[BEGIN Reading text]

So profound was Walevska’s grief that her brother burned the wooden case that her father had custom-built and her mother had lovingly lined in green velvet. “It was a bad memory,” she said.
“My mother died in 1990 and she always prayed that this cello would be found,” she lamented. “I prayed to St. Anthony,” the patron saint of lost and stolen articles, “for years.”
I knew immediately, she was a big talent. ... This little girl’s name, Starla, is well chosen.
— Christine Walevska
In 2011, Dustin Breshears was a young piano teacher managing Chico’s youth orchestra, living with his wife, Julie, and their three young children. He always brought the kids to the orchestra’s weekly rehearsals, and two were drawn to the violin, Dustin Jr., then 4, and Valery, the youngest at 2.
But 3-year-old Starla gravitated to the cello. “I liked that it was big and it just sounded so much nicer than the squeaky violin,” she said, now 12. “I don’t remember asking my parents. I just wanted to play.”

[END Reading text]

■ **Tasks for this exercise**
A. Decide whether each statement agrees with the cello passage: (i) Walevska's mother died in 1990; (ii) Walevska's father burned the wooden cello case; (iii) Starla was drawn to the violin. Answer yes or no for each, quoting the words of the cello passage that settle it.
B. In the cello passage, who lined the wooden case in green velvet?
C. From the cello passage, extract the words starting at "So profound was" and ending at "youngest at 2.".
Answer using only the cello passage.

[BEGIN Given records]

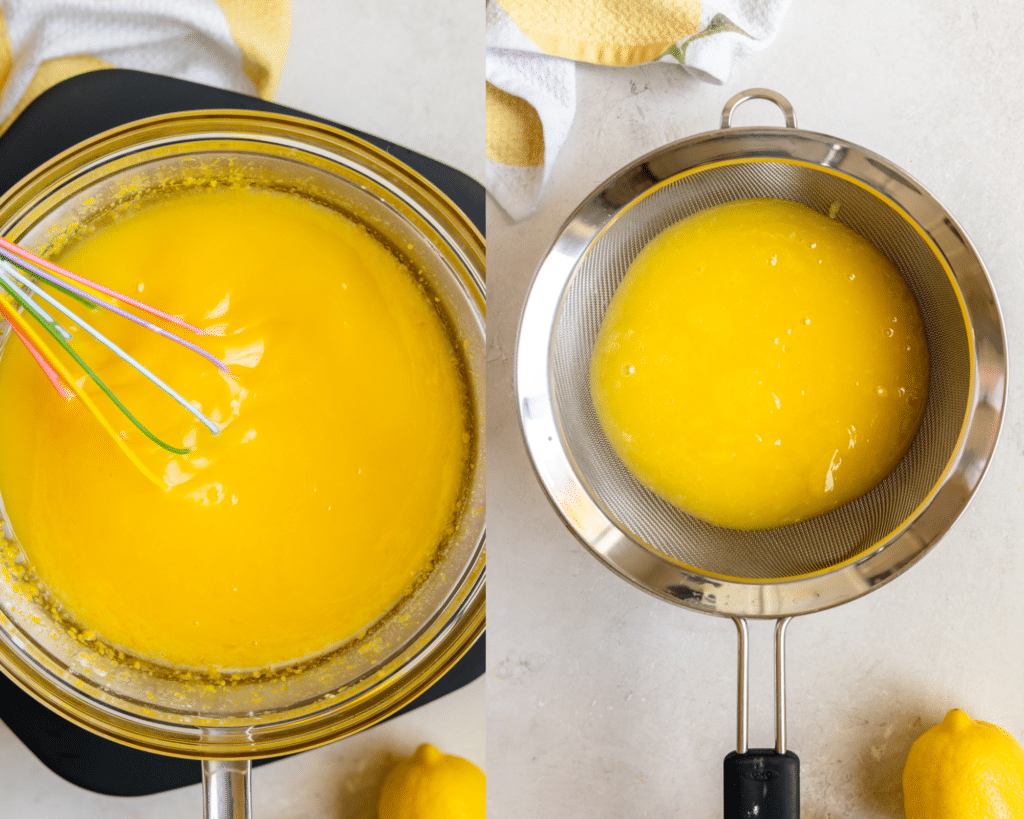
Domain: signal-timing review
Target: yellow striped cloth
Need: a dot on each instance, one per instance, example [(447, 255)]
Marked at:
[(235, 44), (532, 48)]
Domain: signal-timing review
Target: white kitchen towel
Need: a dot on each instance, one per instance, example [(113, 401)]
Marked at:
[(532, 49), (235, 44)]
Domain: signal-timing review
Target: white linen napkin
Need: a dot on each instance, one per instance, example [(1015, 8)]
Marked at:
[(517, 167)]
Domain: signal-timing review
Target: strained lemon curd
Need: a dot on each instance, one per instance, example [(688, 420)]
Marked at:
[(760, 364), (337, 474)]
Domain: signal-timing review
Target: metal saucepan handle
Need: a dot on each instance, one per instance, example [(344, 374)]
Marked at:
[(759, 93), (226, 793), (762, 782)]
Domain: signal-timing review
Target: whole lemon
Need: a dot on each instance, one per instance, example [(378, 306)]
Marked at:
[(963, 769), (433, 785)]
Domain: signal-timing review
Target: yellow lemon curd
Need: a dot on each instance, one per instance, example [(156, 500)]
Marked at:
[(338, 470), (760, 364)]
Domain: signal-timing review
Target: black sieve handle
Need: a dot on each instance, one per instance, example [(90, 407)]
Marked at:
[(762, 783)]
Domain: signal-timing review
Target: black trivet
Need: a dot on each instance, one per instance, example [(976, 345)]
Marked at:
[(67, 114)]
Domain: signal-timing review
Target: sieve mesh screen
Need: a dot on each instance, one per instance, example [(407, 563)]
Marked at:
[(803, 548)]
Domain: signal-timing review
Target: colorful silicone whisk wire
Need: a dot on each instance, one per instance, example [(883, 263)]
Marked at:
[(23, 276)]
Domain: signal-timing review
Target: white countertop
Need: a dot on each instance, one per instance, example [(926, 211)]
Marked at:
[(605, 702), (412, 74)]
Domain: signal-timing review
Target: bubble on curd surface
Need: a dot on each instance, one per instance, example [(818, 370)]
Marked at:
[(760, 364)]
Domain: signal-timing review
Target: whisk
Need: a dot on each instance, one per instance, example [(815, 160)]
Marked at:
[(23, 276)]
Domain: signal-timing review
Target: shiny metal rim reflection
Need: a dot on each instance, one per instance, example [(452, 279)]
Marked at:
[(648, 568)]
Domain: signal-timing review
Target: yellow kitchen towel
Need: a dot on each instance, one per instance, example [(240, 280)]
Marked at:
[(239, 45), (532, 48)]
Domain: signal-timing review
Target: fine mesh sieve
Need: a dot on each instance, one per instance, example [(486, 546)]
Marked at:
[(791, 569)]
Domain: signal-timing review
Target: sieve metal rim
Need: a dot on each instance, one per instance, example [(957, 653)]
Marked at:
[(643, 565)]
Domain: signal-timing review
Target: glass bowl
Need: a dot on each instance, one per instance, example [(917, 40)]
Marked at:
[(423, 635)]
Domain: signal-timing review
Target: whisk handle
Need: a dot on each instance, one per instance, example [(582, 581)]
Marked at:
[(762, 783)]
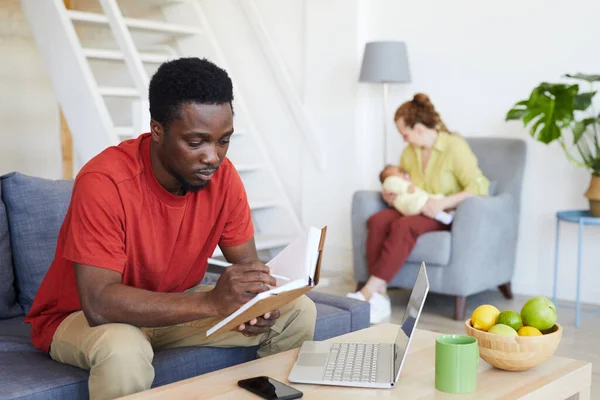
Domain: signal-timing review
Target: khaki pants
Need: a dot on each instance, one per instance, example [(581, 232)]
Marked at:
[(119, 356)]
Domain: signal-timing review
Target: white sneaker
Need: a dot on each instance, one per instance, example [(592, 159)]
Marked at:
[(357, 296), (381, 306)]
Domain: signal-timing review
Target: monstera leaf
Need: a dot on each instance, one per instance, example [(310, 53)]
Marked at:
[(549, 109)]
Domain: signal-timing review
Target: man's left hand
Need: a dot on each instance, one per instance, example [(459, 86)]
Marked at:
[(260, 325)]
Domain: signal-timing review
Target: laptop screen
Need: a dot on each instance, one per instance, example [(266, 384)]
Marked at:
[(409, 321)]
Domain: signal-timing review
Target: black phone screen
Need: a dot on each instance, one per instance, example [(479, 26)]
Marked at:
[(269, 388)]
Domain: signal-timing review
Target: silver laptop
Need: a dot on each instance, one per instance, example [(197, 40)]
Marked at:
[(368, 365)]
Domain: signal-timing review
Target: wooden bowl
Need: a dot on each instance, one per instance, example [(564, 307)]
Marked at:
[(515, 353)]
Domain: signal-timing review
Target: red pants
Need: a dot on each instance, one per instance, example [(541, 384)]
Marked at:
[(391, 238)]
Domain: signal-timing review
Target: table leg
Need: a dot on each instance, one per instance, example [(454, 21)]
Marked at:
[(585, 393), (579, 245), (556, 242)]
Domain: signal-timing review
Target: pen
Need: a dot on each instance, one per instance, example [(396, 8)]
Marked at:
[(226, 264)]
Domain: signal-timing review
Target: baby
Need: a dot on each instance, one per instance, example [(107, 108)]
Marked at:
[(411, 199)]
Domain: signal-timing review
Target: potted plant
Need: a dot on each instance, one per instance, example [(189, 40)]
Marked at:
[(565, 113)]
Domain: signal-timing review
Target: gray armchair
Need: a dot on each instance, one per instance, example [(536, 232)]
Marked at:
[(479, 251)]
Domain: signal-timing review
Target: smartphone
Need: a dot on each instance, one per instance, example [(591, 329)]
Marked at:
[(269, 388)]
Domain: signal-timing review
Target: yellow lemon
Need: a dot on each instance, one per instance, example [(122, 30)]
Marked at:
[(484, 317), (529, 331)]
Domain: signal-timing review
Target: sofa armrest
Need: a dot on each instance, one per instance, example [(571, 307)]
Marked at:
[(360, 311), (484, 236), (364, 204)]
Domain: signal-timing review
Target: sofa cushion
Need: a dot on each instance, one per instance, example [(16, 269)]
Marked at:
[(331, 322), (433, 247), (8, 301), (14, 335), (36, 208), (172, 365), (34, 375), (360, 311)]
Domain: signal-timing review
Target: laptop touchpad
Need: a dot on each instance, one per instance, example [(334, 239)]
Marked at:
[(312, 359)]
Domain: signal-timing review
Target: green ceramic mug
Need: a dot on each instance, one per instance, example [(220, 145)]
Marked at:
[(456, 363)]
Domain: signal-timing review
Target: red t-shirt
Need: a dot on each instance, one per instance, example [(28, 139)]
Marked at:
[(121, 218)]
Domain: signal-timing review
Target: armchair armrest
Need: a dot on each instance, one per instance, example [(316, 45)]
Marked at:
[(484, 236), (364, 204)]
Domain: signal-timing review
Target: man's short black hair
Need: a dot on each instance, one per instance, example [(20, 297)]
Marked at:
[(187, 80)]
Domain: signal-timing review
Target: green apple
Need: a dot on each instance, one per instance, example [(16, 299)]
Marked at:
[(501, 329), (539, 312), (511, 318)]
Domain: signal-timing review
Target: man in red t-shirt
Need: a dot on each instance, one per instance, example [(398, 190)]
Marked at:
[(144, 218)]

[END Given records]
[BEGIN Given records]

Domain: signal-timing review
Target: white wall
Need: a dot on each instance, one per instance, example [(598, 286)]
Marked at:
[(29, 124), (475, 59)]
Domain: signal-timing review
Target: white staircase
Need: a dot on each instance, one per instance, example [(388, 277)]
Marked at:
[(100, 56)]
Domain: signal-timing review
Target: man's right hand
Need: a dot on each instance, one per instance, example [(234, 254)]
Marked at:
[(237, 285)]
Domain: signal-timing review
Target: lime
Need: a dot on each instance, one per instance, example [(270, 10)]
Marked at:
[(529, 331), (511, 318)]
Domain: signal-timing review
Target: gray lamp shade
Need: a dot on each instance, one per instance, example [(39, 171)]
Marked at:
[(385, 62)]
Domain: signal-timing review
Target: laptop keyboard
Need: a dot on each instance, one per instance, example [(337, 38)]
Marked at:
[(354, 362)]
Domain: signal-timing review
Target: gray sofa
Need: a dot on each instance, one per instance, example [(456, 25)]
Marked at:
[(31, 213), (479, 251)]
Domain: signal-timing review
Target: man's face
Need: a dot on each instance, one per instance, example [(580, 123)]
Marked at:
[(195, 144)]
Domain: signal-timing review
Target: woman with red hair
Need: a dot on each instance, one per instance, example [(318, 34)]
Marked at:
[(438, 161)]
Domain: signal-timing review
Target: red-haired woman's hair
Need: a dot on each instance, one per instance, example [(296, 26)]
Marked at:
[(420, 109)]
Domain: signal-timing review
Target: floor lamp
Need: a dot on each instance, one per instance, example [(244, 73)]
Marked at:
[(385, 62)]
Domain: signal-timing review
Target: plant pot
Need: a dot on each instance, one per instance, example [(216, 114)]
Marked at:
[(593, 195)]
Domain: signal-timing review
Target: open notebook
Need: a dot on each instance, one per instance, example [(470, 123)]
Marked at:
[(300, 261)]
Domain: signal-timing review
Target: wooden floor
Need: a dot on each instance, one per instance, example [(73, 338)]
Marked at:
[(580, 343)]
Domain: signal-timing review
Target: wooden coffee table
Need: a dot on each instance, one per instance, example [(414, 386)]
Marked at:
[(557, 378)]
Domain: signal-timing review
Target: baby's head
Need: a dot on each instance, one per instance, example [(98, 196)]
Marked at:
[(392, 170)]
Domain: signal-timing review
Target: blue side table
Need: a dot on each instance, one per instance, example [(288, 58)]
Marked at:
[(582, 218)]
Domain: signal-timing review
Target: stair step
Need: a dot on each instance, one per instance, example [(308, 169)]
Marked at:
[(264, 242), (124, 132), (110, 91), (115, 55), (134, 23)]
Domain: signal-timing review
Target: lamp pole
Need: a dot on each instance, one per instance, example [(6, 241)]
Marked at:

[END Given records]

■ **Solutions to the tasks**
A.
(i) Yes: "My mother died in 1990"
(ii) No: "her brother burned the wooden case that her father had custom-built"
(iii) No: "But 3-year-old Starla gravitated to the cello."

B. Walevska's mother.

C.
So profound was Walevska’s grief that her brother burned the wooden case that her father had custom-built and her mother had lovingly lined in green velvet. “It was a bad memory,” she said.
“My mother died in 1990 and she always prayed that this cello would be found,” she lamented. “I prayed to St. Anthony,” the patron saint of lost and stolen articles, “for years.”
I knew immediately, she was a big talent. ... This little girl’s name, Starla, is well chosen.
— Christine Walevska
In 2011, Dustin Breshears was a young piano teacher managing Chico’s youth orchestra, living with his wife, Julie, and their three young children. He always brought the kids to the orchestra’s weekly rehearsals, and two were drawn to the violin, Dustin Jr., then 4, and Valery, the youngest at 2.